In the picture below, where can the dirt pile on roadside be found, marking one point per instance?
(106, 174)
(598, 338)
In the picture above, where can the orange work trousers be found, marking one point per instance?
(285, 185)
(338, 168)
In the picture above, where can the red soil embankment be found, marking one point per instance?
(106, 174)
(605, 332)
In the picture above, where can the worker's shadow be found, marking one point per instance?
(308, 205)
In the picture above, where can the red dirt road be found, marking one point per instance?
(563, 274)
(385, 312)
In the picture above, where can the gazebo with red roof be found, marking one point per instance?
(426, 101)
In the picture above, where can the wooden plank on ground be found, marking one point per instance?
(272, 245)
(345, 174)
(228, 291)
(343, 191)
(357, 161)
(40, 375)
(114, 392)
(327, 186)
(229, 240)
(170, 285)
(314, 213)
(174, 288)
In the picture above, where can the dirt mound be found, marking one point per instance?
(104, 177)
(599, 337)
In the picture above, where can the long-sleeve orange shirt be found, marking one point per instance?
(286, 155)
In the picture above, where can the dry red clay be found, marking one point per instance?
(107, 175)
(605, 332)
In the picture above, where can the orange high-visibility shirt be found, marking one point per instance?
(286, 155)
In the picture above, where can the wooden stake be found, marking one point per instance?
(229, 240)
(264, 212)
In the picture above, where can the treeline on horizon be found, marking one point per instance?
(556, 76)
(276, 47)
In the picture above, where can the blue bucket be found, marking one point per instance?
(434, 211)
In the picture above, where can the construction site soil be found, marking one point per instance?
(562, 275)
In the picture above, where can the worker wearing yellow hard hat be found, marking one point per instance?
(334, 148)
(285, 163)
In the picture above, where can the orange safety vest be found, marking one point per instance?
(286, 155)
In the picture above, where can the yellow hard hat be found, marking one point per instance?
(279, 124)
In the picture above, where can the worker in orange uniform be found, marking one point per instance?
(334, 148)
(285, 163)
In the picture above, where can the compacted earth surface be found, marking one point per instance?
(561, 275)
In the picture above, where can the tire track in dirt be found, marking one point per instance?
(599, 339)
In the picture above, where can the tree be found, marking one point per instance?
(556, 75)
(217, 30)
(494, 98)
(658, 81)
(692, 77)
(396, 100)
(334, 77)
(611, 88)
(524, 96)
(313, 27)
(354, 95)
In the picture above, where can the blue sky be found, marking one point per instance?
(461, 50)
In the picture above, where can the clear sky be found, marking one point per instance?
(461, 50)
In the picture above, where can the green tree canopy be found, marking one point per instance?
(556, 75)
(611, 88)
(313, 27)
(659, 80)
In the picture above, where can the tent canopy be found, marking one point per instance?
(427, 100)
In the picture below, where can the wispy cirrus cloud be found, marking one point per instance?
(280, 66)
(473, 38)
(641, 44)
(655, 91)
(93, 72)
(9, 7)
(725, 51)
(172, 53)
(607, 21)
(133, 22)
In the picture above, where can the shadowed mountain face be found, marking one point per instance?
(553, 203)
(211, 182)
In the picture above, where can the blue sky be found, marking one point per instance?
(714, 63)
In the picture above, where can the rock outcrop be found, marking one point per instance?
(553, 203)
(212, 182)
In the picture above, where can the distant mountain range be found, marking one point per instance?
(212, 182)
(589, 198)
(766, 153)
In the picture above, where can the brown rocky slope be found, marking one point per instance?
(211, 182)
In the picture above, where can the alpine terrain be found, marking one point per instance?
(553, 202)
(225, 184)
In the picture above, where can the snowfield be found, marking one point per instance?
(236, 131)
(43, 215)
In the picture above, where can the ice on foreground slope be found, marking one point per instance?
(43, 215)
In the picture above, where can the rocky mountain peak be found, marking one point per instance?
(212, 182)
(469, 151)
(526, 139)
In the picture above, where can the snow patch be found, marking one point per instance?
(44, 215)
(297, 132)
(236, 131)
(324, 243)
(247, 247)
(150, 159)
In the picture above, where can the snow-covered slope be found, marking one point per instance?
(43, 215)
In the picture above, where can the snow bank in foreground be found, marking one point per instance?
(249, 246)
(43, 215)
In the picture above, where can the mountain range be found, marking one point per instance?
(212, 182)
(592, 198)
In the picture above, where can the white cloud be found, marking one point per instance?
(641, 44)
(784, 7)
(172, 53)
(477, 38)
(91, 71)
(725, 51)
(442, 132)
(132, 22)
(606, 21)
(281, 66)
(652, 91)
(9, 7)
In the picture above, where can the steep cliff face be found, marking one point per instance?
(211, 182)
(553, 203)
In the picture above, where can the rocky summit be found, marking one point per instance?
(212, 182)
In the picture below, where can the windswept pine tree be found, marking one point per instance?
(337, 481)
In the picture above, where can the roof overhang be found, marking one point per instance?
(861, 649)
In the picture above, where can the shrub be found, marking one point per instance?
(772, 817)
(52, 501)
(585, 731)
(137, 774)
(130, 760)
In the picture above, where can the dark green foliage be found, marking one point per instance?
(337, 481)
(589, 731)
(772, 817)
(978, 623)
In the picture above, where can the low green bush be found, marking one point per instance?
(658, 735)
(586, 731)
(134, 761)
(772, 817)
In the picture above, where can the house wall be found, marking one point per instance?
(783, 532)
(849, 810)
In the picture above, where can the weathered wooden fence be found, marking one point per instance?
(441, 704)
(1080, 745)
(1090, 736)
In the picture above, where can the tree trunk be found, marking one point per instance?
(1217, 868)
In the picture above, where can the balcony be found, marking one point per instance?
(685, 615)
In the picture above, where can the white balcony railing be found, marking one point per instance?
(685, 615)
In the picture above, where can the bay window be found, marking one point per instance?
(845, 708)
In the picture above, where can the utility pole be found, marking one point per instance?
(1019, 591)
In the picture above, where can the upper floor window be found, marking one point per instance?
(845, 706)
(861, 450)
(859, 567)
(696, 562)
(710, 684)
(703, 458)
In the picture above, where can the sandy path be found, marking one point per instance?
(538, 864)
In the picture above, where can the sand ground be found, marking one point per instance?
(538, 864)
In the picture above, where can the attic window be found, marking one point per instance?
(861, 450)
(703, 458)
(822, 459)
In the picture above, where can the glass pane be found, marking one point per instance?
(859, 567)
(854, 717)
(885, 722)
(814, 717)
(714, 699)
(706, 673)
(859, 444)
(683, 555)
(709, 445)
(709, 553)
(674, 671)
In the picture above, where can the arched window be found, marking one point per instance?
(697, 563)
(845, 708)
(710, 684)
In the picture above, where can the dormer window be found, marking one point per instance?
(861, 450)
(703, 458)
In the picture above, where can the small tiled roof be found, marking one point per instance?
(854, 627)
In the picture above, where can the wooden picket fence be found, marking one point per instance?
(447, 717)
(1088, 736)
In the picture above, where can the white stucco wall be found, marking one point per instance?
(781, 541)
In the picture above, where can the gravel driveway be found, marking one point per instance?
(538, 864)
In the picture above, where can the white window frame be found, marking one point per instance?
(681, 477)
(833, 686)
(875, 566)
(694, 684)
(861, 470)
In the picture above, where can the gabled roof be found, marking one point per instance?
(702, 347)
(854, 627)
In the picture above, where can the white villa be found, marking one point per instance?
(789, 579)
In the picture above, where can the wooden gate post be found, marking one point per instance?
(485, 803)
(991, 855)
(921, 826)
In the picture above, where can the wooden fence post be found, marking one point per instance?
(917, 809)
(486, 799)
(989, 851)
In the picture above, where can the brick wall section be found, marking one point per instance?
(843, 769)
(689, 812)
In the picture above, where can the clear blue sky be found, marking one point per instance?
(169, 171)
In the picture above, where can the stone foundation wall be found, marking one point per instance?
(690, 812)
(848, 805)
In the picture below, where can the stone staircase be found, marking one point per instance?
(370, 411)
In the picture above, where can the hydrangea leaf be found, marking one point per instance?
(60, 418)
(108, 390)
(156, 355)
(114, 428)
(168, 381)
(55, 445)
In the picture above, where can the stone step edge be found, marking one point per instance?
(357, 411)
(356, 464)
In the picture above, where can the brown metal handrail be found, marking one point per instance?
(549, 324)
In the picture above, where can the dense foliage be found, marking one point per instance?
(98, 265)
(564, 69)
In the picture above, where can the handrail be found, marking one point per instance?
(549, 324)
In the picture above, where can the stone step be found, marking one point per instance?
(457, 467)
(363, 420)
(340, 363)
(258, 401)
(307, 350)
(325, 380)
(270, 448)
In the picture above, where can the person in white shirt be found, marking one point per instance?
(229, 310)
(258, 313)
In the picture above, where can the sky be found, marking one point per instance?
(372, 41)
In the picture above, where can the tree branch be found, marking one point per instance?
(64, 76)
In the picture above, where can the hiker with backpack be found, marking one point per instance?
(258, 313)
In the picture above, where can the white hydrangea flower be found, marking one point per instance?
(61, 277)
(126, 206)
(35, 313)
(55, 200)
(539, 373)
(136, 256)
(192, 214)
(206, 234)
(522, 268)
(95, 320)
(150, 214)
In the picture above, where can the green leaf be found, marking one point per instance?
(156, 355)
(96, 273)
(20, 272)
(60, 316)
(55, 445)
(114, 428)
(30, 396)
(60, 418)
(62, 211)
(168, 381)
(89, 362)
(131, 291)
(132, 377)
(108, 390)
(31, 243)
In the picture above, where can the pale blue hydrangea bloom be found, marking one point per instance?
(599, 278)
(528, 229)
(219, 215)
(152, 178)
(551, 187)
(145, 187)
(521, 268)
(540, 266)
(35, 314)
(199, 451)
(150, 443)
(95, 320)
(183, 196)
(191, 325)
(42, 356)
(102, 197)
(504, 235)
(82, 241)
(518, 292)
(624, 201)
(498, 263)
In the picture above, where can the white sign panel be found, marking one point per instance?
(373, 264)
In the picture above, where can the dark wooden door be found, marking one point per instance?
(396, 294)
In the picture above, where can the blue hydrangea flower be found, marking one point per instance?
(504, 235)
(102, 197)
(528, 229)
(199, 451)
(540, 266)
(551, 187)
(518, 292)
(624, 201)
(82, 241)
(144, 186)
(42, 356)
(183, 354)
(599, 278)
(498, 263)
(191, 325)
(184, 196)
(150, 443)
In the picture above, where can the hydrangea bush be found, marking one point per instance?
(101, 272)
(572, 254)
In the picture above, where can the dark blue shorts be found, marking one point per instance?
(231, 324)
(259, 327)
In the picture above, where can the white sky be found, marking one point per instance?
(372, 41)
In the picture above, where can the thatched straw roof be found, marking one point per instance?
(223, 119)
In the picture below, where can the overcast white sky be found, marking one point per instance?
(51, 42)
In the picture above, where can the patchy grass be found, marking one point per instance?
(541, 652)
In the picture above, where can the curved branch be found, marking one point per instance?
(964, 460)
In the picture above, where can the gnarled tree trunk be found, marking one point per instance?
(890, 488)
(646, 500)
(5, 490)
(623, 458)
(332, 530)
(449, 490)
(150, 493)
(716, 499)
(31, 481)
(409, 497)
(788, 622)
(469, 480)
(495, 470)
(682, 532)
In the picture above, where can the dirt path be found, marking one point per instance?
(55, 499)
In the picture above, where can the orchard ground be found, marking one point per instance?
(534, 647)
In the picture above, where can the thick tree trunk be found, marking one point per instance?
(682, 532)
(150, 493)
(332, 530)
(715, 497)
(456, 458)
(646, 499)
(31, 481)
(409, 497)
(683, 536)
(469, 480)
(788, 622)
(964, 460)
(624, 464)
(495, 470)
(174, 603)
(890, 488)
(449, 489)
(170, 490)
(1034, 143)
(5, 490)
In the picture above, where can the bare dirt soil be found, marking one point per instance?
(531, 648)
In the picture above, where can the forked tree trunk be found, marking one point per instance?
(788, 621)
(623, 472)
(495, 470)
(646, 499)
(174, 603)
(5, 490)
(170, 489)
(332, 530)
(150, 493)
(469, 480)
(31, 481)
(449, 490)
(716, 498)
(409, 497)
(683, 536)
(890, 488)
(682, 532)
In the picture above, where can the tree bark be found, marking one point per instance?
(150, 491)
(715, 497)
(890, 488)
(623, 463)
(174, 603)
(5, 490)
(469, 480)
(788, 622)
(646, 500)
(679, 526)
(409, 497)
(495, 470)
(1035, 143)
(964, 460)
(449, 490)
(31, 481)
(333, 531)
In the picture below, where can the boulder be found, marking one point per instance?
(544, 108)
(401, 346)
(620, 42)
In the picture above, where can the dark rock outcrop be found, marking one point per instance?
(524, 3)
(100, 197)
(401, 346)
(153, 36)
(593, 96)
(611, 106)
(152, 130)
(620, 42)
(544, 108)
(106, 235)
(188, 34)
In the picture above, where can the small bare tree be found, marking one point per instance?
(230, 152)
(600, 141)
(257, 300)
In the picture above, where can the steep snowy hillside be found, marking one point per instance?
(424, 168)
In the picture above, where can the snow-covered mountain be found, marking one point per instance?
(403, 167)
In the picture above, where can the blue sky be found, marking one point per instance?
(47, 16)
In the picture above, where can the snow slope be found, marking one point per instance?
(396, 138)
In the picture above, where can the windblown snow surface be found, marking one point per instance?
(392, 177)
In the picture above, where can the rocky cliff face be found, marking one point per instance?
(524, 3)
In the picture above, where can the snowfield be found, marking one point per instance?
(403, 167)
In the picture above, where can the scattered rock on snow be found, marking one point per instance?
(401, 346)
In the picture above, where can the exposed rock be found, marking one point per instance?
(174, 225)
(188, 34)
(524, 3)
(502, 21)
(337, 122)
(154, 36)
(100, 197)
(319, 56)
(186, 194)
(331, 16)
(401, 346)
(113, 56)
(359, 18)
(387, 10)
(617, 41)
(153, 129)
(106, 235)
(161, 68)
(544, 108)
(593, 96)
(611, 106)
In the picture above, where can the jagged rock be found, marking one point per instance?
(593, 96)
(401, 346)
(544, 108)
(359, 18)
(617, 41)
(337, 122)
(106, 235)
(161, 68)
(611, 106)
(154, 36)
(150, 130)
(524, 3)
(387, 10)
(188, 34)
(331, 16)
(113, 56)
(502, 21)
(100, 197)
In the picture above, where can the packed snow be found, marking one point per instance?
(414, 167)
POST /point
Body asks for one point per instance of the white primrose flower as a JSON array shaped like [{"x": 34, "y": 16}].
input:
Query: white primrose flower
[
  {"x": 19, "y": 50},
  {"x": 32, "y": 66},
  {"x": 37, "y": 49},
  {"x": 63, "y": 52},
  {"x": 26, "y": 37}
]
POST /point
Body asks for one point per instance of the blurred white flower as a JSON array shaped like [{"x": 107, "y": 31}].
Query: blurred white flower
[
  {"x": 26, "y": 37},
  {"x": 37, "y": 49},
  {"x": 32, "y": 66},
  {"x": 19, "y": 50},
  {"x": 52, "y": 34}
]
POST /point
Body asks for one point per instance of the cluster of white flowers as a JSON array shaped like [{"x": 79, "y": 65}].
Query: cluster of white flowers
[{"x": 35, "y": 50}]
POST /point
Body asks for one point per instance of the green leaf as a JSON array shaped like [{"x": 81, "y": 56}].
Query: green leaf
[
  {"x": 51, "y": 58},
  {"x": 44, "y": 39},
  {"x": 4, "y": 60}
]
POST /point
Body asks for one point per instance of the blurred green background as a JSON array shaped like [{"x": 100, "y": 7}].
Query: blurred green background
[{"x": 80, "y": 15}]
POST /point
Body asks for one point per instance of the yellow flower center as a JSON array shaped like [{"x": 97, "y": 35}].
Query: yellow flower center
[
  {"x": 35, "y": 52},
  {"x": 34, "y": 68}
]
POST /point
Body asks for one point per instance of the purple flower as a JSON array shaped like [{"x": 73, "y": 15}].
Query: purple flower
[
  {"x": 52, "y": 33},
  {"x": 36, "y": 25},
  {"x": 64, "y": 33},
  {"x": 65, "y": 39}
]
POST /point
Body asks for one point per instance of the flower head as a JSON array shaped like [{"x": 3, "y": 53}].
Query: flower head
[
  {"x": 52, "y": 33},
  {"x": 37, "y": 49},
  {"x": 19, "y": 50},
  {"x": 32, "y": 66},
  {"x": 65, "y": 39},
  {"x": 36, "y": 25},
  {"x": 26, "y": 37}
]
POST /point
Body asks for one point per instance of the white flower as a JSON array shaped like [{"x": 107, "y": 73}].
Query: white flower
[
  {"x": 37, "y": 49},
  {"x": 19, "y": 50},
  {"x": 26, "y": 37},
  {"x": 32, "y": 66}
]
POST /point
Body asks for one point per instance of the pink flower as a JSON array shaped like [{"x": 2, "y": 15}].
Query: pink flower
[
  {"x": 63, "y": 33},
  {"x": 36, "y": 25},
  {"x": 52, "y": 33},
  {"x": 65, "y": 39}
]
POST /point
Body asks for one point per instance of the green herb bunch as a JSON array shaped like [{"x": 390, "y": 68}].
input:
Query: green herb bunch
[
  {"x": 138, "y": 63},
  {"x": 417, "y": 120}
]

· · · · · · ·

= TASK OBJECTIVE =
Count the lines in the records above that contain the word "clear", with case counting, and reply with only that number.

= THE RESULT =
2